Pemilihan gubernur Jakarta kali ini jadi barometer peta kekuasaan dan arah pergerakan politik Indonesia jelang pemilu legislatif dan pemilu presiden yang akan digelar serentak 2019.
Rabu 15 Februari 2017, Indonesia menggelar pilkada serentak di 101
wilayah, pada tingkat provinsi, kabupaten dan kota di seluruh nusantara.
Jajak pendapat berkaitan dengan Pilkada ini menjadi penting untuk
mengukur kekuatan politik jangka menengah menjelang digelarnya
pemilihan umum nasional 2019. Inilah pemilu serentak yang menjadi acuan
sejarah demokrasi, karena pemilu legislatif nasional dan regional serta
pemilu presiden digelar pada tahun ini.

━━━━━━━━━━━━━━━━━━━━━━━━━━━━━━

▸ **PERMINTAAN**
Bisakah Anda mengutip persis bagian teks tentang pilkada di atas, mulai dari "Pemilihan gubernur Jakarta" sampai "pada tahun ini."?

━━━━━━━━━━━━━━━━━━━━━━━━━━━━━━

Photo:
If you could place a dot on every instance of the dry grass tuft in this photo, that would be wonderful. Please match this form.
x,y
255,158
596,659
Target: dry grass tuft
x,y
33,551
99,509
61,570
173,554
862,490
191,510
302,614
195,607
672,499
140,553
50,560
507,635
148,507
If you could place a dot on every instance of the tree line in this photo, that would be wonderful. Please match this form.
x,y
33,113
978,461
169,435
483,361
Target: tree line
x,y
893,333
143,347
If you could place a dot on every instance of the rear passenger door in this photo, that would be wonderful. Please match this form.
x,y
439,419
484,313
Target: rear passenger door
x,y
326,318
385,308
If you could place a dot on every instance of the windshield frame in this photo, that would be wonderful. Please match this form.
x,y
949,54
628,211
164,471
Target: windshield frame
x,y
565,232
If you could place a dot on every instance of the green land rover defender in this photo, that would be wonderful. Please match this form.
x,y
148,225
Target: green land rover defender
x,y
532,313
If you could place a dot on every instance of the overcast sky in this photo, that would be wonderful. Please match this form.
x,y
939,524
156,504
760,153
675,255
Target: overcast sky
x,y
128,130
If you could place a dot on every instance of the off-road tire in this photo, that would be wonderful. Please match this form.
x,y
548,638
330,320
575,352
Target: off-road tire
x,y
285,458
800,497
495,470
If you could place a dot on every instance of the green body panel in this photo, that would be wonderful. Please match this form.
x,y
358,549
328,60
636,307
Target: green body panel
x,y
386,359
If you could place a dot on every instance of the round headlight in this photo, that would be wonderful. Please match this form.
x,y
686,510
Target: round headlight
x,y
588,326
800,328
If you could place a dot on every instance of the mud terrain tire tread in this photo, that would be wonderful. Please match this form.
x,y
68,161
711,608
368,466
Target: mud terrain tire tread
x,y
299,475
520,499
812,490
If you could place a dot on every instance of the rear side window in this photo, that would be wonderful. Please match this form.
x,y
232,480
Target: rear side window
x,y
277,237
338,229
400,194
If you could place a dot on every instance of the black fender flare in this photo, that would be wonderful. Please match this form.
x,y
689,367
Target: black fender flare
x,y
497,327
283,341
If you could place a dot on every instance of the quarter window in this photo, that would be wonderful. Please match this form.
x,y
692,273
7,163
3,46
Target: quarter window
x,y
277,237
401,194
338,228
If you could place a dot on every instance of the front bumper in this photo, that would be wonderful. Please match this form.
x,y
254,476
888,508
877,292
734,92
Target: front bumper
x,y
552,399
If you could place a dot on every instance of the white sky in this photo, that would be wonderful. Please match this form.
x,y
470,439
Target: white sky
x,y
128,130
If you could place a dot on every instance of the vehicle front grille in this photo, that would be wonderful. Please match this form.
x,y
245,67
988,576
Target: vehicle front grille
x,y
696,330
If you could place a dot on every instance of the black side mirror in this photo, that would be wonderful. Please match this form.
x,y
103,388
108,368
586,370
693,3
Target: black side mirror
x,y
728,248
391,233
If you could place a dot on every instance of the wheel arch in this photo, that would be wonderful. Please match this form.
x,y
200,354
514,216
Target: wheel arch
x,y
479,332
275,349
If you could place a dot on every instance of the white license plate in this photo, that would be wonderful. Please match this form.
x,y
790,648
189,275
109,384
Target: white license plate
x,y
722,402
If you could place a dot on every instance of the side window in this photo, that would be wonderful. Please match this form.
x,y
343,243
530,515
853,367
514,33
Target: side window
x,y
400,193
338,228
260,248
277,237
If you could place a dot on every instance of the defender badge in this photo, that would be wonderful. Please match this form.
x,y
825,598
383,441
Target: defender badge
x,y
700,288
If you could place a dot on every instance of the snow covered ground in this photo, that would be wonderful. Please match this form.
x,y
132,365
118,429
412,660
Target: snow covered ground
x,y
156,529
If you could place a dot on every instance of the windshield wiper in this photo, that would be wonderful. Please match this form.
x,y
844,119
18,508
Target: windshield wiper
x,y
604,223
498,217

━━━━━━━━━━━━━━━━━━━━━━━━━━━━━━

▸ **JAWABAN LATIHAN**
Pemilihan gubernur Jakarta kali ini jadi barometer peta kekuasaan dan arah pergerakan politik Indonesia jelang pemilu legislatif dan pemilu presiden yang akan digelar serentak 2019.
Rabu 15 Februari 2017, Indonesia menggelar pilkada serentak di 101
wilayah, pada tingkat provinsi, kabupaten dan kota di seluruh nusantara.
Jajak pendapat berkaitan dengan Pilkada ini menjadi penting untuk
mengukur kekuatan politik jangka menengah menjelang digelarnya
pemilihan umum nasional 2019. Inilah pemilu serentak yang menjadi acuan
sejarah demokrasi, karena pemilu legislatif nasional dan regional serta
pemilu presiden digelar pada tahun ini.